## Goal of the exercise
Verbatim reproduction of the entries is required; images must be omitted.

## Task inputs
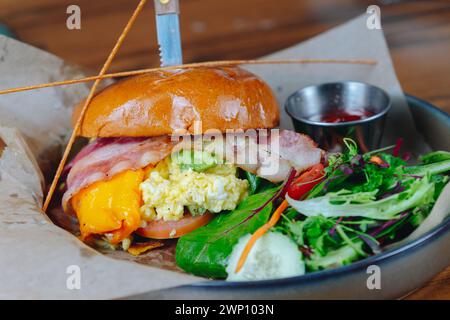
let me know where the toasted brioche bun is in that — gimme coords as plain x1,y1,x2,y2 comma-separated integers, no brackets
73,66,280,138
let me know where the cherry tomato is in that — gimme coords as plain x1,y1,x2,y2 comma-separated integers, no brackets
136,212,214,239
287,163,325,200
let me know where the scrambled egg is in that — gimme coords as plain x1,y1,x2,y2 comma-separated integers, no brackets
140,157,248,221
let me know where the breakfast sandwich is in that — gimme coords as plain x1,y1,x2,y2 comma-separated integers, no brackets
61,66,322,251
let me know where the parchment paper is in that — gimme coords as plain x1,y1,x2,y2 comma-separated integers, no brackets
0,127,199,299
245,14,429,154
0,13,447,299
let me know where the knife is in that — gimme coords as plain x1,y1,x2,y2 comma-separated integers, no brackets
154,0,183,66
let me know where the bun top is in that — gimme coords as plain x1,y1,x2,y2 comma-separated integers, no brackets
73,66,280,137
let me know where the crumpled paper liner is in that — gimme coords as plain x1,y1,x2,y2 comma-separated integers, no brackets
0,36,202,299
246,15,429,154
0,14,447,299
0,127,200,299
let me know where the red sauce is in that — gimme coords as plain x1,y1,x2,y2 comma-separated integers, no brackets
316,108,373,123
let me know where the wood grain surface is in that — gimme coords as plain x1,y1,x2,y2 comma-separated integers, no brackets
0,0,448,299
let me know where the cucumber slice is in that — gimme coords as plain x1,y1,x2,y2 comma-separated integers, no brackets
226,232,305,281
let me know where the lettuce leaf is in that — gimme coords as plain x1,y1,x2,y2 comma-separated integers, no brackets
286,176,435,220
405,158,450,176
306,242,363,271
420,151,450,164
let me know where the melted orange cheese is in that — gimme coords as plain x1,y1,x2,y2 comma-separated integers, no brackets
71,169,144,244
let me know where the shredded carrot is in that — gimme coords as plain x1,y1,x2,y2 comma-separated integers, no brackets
369,155,384,165
235,199,289,273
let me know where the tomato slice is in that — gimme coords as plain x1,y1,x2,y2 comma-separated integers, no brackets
287,163,325,200
136,212,214,239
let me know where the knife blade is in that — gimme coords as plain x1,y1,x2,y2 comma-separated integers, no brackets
154,0,183,66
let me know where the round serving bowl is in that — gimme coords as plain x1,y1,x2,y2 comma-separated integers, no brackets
131,95,450,300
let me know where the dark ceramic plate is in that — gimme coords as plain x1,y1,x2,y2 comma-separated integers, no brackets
132,95,450,300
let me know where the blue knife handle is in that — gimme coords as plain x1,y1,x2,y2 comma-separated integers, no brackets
156,14,183,66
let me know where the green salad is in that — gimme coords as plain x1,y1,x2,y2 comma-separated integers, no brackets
175,139,450,280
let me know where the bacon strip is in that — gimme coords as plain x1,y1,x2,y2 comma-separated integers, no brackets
276,130,323,176
62,136,176,210
239,130,323,182
176,129,323,182
62,130,322,210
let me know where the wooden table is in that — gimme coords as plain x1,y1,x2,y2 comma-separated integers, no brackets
0,0,448,299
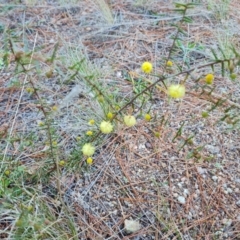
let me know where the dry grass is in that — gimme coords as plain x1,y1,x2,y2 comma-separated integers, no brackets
0,0,240,239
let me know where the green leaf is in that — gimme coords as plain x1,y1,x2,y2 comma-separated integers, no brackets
210,48,219,60
182,16,193,23
175,3,187,8
221,61,225,77
219,47,226,59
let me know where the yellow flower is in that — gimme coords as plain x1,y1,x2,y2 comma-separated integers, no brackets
154,132,160,138
52,105,58,111
86,131,93,136
100,121,113,134
86,157,93,165
52,141,58,146
27,205,33,212
26,87,34,94
166,60,173,67
76,136,81,141
4,170,10,176
97,95,104,103
59,160,65,167
141,62,153,73
205,73,214,84
107,112,113,120
144,114,151,121
124,115,136,127
230,73,237,80
82,143,95,156
38,121,44,127
167,84,185,99
201,111,209,118
88,119,95,125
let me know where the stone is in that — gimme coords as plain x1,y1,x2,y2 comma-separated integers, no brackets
177,196,186,204
124,219,141,233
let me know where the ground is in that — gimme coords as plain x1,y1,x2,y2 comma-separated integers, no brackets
0,0,240,239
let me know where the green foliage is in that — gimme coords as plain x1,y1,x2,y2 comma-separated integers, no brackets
0,1,240,239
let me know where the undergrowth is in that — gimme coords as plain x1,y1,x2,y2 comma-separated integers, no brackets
0,1,240,239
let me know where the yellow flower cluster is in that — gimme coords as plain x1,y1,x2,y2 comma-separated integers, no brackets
124,115,136,127
166,60,173,67
205,73,214,84
88,119,95,125
59,160,65,167
86,131,93,136
86,157,93,165
38,121,44,127
52,105,58,111
4,170,10,176
100,121,113,134
167,84,185,99
82,143,95,156
107,112,113,120
141,62,153,73
26,87,34,94
144,114,151,121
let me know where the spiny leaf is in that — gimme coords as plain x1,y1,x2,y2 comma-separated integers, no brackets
219,47,226,59
210,48,219,60
182,16,193,23
49,42,59,63
175,3,187,8
221,61,225,77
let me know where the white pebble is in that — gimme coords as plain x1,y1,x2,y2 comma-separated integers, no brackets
183,189,189,196
177,196,186,204
212,176,218,181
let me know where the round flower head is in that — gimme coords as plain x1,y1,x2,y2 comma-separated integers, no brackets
230,73,237,80
141,62,153,73
86,131,93,136
4,170,10,176
26,87,34,94
100,121,113,134
86,157,93,165
52,105,58,111
124,115,136,127
59,160,65,167
205,73,214,84
107,112,113,120
82,143,95,156
144,114,151,121
166,60,173,67
88,119,95,125
38,121,44,127
167,84,185,99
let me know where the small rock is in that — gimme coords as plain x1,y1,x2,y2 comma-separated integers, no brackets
205,145,220,155
222,218,232,227
161,162,167,168
177,196,186,204
183,189,189,196
177,183,182,188
173,193,178,198
215,230,223,236
193,193,198,199
112,210,118,215
197,167,206,174
116,71,122,78
226,188,233,194
124,219,141,233
212,176,218,181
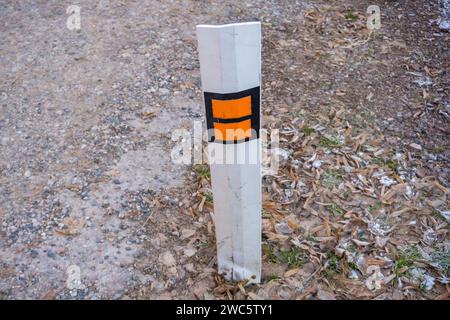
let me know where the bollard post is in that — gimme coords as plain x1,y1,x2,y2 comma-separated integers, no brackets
196,22,262,283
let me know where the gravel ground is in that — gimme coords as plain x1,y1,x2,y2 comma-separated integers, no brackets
0,0,448,300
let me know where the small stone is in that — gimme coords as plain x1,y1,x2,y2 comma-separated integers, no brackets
183,247,197,257
185,263,195,272
160,251,176,267
274,222,293,235
312,159,322,168
133,249,145,259
180,229,196,240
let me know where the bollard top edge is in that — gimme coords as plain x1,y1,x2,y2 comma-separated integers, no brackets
196,21,260,30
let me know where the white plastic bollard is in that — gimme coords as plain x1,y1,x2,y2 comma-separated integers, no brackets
196,22,262,283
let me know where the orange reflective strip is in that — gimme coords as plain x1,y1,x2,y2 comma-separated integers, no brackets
214,119,252,141
212,96,251,119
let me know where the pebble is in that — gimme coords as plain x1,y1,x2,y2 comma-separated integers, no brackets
274,222,294,235
30,250,39,258
160,251,176,267
183,248,197,257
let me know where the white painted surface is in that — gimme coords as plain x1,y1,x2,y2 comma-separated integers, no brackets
197,22,261,94
196,22,262,283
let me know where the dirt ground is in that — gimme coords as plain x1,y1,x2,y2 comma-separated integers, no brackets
0,0,448,300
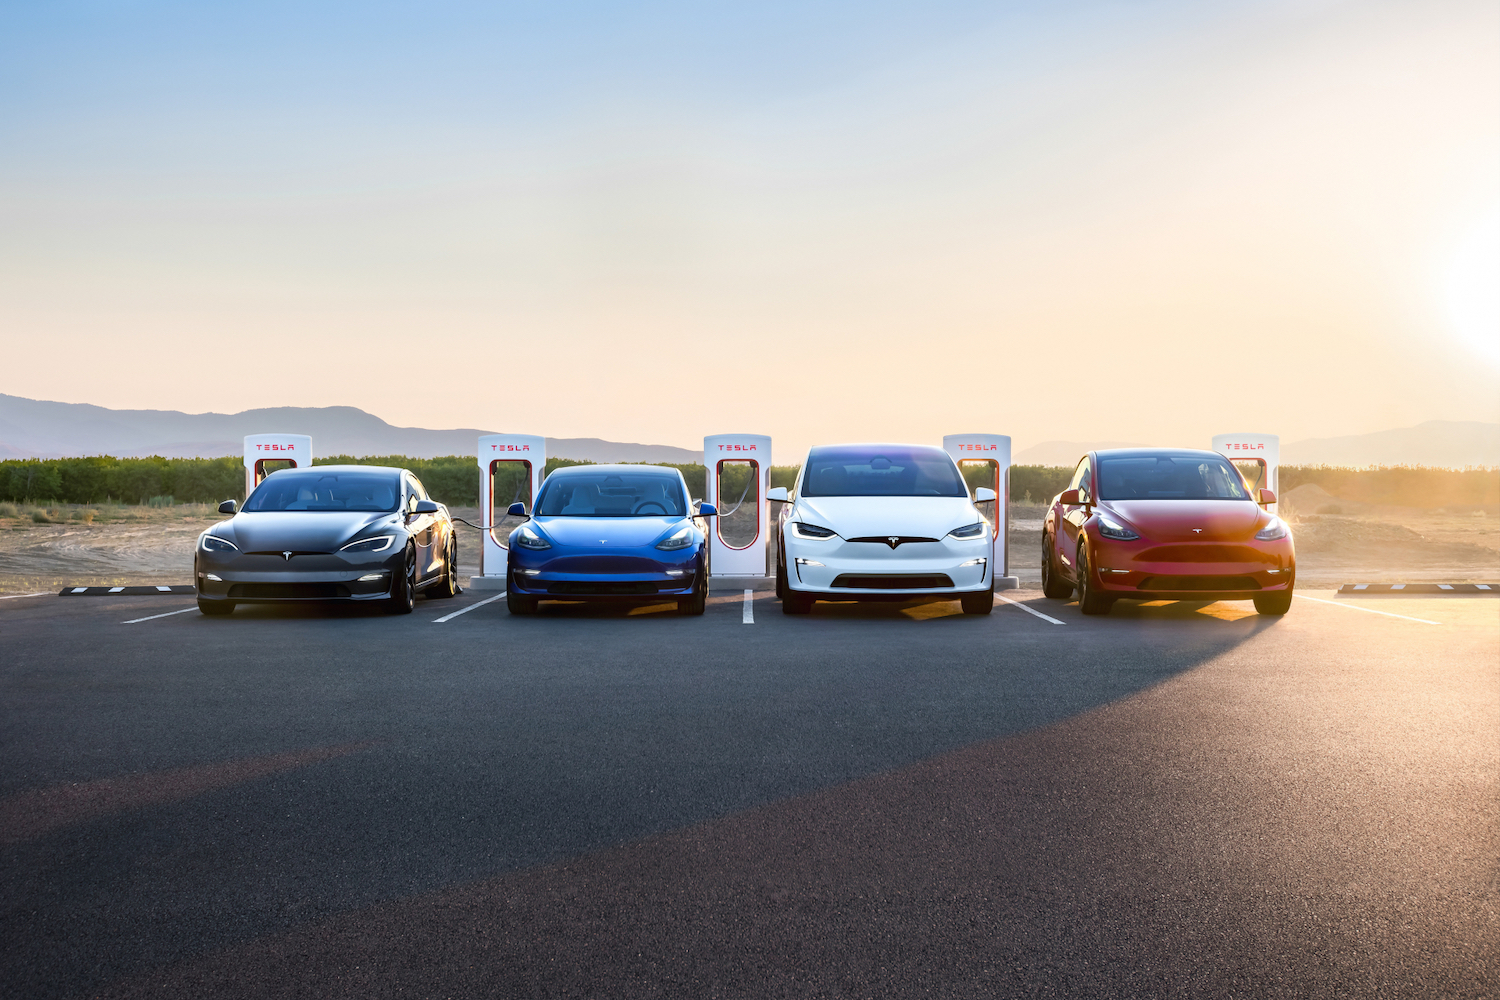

## Problem solution
let me know where the toasted brioche bun is in that — gimme coords as plain x1,y1,x2,y2 comma-separated integers, no brackets
73,66,280,138
let me know where the cherry tomato is in that — gimme coords as plain x1,y1,x2,y2 comma-separated integers, no brackets
136,212,214,239
287,163,325,200
let me know where the scrambled egg is in that — gimme coords as plain x1,y1,x2,y2 comma-separated integers, no brackets
140,157,248,221
let me know where the breakfast sandwich is in that — gimme coords as plain x1,y1,x2,y2 comma-separated integers, no brackets
61,66,322,251
let me know where the parchment paper is in that — gimme coords as plain x1,y1,x2,y2 comma-separated integers, no brackets
0,127,199,299
245,14,429,154
0,13,447,299
let me know where the knife is in that — gimme coords as plain x1,y1,x2,y2 comma-separated integers, no brackets
154,0,183,66
let me know where the bun top is in that — gimme coords as plain x1,y1,x2,y2 comma-separated integers, no brackets
73,66,280,137
let me know where the crumpled paper liner is in that — gimme coords as plain x1,y1,x2,y2 comma-separated integers, no brackets
0,36,202,299
246,15,429,154
0,14,447,299
0,127,200,299
let me know where the red sauce is in that — gimme coords as plain x1,y1,x2,y2 comma-separated integers, no brackets
316,108,373,123
let me know where the wood grain surface is in that — gimme coords as plain x1,y1,x2,y2 comma-separated integers, no brackets
0,0,448,299
let me know where the cucumber slice is in that — gimme coords as plain x1,y1,x2,y2 comma-separated integers, no brackets
226,232,305,281
let me know where the lettuce leaf is in that — gimme coords as plain x1,y1,x2,y2 comma-separated integers, no brackets
286,176,435,220
405,158,450,176
306,242,363,271
420,151,450,164
let me know where the melted orange cheese is in that — gimme coords as plain x1,y1,x2,y2 comma-separated integers, no brackets
71,169,144,244
let me know where the shredded carrot is in that — gimme coords as plain x1,y1,x2,y2 comma-separated integers, no brackets
369,155,384,165
235,199,289,273
let me know where the tomato slice is in that — gimme coords as plain x1,y1,x2,y2 comma-separated integers, no brackets
287,163,325,200
136,212,214,239
let me know where the knife blade is in that — gimme coords as plain x1,y1,x2,y2 comma-separated integers, no brackets
154,0,183,66
let me know where the round serving bowl is in that — gimme coords as plain x1,y1,x2,y2 comma-separated integers, no brackets
131,95,450,300
let me know where the dark ceramic plate is in that — gimme coords as plain x1,y1,x2,y2 comma-separated integers, no brackets
132,95,450,300
let me know where the blue knife handle is in that — gimme coords as plain x1,y1,x2,y2 comma-separated integers, no brackets
156,14,183,66
let me know where the green salad is in that — gimme coords as plain x1,y1,x2,y2 comma-separated integers, no brackets
175,139,450,280
let me know where the bacon strip is in that — gimme coords as plain x1,y1,x2,y2 comma-separated integers, no brackets
276,130,323,176
62,136,176,210
239,130,323,182
176,129,323,182
62,130,322,210
let me know where the wooden table is in that — gimme coords as plain x1,y1,x2,y2 comma-separated integers, no brackets
0,0,448,299
let me know where the dry grass is in that — gimme coords as plain x1,y1,x2,y2 comma-separated integers, no brackets
0,0,240,239
let me know where the green leaf is in that — gimme coords as plain x1,y1,x2,y2 comma-separated integers, no brackets
210,48,219,60
182,16,193,23
175,3,187,8
221,61,225,77
219,47,226,59
let me know where the yellow flower is in that — gimme coords as plain x1,y1,x2,y2 comma-separated integers, no brackets
154,132,160,138
52,105,58,111
86,131,93,136
100,121,113,134
86,157,93,165
52,141,58,146
27,205,33,212
26,87,34,94
166,60,173,67
76,136,81,141
4,170,10,176
97,95,104,103
59,160,65,167
141,62,153,73
205,73,214,84
107,112,113,120
144,114,151,121
124,115,136,127
230,73,237,80
82,143,95,156
38,121,44,127
167,84,185,99
201,111,209,118
88,119,95,125
let me know where the stone is in that — gimme coords as plain x1,y1,x2,y2 comma-separated integers, no brackets
177,196,186,204
124,219,141,233
let me know where the ground is in that — gimme coords as plain x1,y1,x2,y2 comma-separated integers, no brackets
0,0,240,239
let me know where the green foliage is in that — gimme coords as plain x1,y1,x2,y2 comma-separated integers, no brackets
0,1,240,239
let me know where the undergrowth is in that — gimme coords as plain x1,y1,x2,y2 comma-separated integers, no brackets
0,1,240,239
let me know where the yellow flower cluster is in that — gimme coords as plain x1,y1,x2,y2 comma-separated integers, no brackets
124,115,136,127
166,60,173,67
205,73,214,84
88,119,95,125
59,160,65,167
86,131,93,136
86,157,93,165
38,121,44,127
52,105,58,111
4,170,10,176
100,121,113,134
167,84,185,99
82,143,95,156
107,112,113,120
141,62,153,73
26,87,34,94
144,114,151,121
let me know where the spiny leaf is in that — gimme coords as plain x1,y1,x2,y2 comma-separated integers, no brackets
219,47,226,59
210,48,219,60
182,16,193,23
49,42,59,63
175,3,187,8
221,61,225,77
let me know where the white pebble is in that — gimme coords as plain x1,y1,x2,y2 comma-separated integers, no brackets
183,189,189,196
177,196,186,204
212,176,218,181
let me know where the round flower head is in that — gimme coords as plain x1,y1,x2,y2 comma-separated integers, no brackets
230,73,237,80
141,62,153,73
86,131,93,136
4,170,10,176
26,87,34,94
100,121,113,134
86,157,93,165
52,105,58,111
124,115,136,127
59,160,65,167
205,73,214,84
107,112,113,120
82,143,95,156
144,114,151,121
166,60,173,67
88,119,95,125
38,121,44,127
167,84,185,99
let me know where the small rock is in that — gimme coords as plain x1,y1,x2,y2 comma-separated integers, no brackets
205,145,220,155
222,218,232,227
161,162,167,168
177,196,186,204
183,189,189,196
177,183,182,188
173,193,178,198
215,230,223,236
193,193,198,199
112,210,118,215
197,167,206,174
116,71,122,78
226,188,233,194
124,219,141,233
212,176,218,181
let me know where the bollard post is in that — gimme coords as plain x1,y1,x2,y2 comma-separated integers, no brackets
196,22,262,283
let me know where the gravel ground is in that — gimme coords as plain x1,y1,x2,y2 comma-separated integers, no brackets
0,0,448,300
let me know where the small stone is in that — gimme coords as plain x1,y1,x2,y2 comma-separated integers, no brackets
183,247,197,257
185,263,195,272
160,251,176,267
274,222,293,235
312,159,322,168
133,249,145,259
180,229,196,240
let me know where the bollard top edge is in that — gimme coords as plain x1,y1,x2,y2 comma-separated integers, no brackets
196,21,260,30
let me know where the white plastic bollard is in that — gimme coords as plain x1,y1,x2,y2 comma-separated integers, no brackets
196,22,262,283
let me know where the orange reflective strip is in that — gimme coords as plain x1,y1,x2,y2 comma-separated integers, no brackets
214,119,252,141
212,96,251,119
let me know where the pebble is in that — gimme coords as plain x1,y1,x2,y2 comma-separated integers, no brackets
274,222,294,235
30,250,39,258
160,251,176,267
183,248,197,257
let me know where the white painted surface is in that — gimme coords as plain x1,y1,x2,y2 comma-separated integers, no brackets
197,22,261,94
196,22,262,283
let me know where the dirt ground is in that — gimme coords as plain x1,y1,x2,y2 comma-separated integers, no brackets
0,0,448,300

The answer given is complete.